[GIVEN INSTRUCTION]
Rewrite the rows from the very first line through the line containing "61), (117, 59)]", requests included, and shift each answer outline by adding 146 to every vertex coordinate; give only those lines.

-- Begin --

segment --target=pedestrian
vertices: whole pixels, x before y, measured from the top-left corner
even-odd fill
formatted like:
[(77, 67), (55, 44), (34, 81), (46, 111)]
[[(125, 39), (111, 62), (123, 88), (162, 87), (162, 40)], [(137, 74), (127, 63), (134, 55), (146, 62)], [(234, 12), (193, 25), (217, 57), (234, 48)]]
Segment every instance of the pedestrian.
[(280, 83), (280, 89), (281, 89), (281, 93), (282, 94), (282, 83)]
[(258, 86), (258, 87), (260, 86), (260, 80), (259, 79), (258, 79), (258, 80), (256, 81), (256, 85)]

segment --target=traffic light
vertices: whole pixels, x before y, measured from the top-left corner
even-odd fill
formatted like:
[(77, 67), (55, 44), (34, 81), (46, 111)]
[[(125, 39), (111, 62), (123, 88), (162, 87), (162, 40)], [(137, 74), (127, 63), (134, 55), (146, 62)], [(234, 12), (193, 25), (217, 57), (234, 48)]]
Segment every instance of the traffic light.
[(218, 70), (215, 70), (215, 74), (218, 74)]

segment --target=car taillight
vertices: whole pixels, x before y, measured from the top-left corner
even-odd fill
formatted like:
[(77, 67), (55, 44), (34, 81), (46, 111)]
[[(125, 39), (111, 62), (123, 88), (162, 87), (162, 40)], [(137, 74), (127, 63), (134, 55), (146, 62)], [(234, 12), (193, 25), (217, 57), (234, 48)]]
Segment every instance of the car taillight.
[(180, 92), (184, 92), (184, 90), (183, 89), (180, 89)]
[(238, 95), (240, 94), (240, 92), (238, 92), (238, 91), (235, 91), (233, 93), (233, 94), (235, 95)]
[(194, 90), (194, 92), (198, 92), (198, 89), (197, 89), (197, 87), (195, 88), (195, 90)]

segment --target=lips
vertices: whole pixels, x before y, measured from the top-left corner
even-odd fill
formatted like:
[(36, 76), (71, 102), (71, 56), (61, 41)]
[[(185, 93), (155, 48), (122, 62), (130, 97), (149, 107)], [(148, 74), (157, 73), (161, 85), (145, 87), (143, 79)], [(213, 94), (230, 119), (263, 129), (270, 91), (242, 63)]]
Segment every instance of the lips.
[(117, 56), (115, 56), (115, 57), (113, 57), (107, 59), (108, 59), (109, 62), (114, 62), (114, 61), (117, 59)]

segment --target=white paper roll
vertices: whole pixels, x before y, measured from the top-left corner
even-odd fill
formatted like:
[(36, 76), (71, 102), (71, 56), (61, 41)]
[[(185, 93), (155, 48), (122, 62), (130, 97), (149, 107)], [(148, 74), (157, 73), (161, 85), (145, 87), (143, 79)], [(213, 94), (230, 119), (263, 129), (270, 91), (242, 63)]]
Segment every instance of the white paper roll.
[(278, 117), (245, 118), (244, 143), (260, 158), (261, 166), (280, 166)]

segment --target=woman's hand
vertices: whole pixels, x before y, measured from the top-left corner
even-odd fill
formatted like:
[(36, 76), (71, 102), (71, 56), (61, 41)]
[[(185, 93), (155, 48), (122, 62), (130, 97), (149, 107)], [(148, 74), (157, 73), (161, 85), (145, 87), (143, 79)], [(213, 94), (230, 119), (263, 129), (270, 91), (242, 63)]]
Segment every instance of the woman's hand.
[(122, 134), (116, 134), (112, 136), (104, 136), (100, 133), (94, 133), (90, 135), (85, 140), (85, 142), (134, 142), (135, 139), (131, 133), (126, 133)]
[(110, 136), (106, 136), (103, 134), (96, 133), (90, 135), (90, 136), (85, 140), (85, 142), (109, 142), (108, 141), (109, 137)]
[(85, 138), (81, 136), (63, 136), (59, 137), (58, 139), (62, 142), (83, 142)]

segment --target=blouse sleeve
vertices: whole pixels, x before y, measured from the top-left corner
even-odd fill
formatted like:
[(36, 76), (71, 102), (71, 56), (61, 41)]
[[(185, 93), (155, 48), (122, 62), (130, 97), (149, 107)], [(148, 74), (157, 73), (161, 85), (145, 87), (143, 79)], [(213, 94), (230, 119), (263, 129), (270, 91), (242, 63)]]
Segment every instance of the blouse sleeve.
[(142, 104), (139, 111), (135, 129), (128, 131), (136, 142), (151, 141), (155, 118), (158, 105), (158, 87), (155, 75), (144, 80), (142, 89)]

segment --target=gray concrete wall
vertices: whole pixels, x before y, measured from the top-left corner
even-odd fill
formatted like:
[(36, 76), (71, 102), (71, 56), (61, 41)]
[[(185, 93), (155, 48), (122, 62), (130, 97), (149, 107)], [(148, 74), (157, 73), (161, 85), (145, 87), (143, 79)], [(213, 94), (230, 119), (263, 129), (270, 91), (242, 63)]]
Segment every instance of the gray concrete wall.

-- End --

[EXPECTED OUTPUT]
segment --target=pedestrian
vertices: whole pixels, x before y, measured from the top-left corner
even-odd fill
formatted like:
[(77, 67), (55, 44), (34, 81), (46, 111)]
[[(125, 39), (111, 62), (123, 88), (162, 87), (162, 40)], [(137, 74), (127, 63), (134, 55), (146, 62)], [(234, 12), (193, 25), (217, 57), (234, 48)]]
Segment every instance of the pedestrian.
[(426, 229), (426, 235), (427, 235), (427, 239), (428, 240), (428, 229)]
[(404, 232), (404, 233), (406, 232), (406, 226), (405, 225), (404, 225), (404, 226), (402, 227), (402, 231)]

segment --target=traffic light
vertices: whole pixels, x before y, measured from the top-left corner
even-odd fill
formatted like:
[(77, 67), (55, 44), (34, 81), (46, 111)]
[[(125, 39), (111, 62), (123, 88), (162, 87), (162, 40)], [(137, 74), (127, 63), (134, 55), (146, 62)], [(234, 12), (193, 25), (217, 57), (234, 48)]]
Segment every instance of the traffic light.
[(364, 216), (361, 216), (361, 220), (364, 220)]

segment --target=car taillight
vertices: whole pixels, x before y, measured from the top-left corner
even-odd fill
formatted like:
[(77, 67), (55, 44), (34, 81), (46, 111)]
[[(125, 39), (111, 62), (123, 88), (162, 87), (162, 40)], [(137, 74), (127, 63), (134, 55), (146, 62)], [(234, 12), (193, 25), (217, 57), (234, 48)]]
Segment every instance of the car taillight.
[(326, 238), (330, 238), (330, 236), (329, 235), (326, 235)]
[(384, 241), (386, 240), (386, 238), (384, 238), (384, 237), (381, 237), (379, 239), (379, 240), (381, 241)]
[(340, 236), (340, 238), (344, 238), (344, 235), (343, 235), (343, 233), (341, 234), (341, 236)]

segment --target=lips
vertices: whole pixels, x before y, measured from the top-left corner
even-odd fill
formatted like:
[(36, 76), (71, 102), (71, 56), (61, 41)]
[[(185, 93), (155, 48), (122, 62), (130, 97), (149, 107)], [(148, 74), (157, 73), (161, 85), (145, 87), (143, 79)], [(213, 94), (230, 119), (263, 129), (270, 91), (242, 63)]]
Segment every instance of the lips.
[(263, 202), (261, 202), (261, 203), (259, 203), (253, 205), (254, 205), (255, 208), (260, 208), (260, 207), (263, 205)]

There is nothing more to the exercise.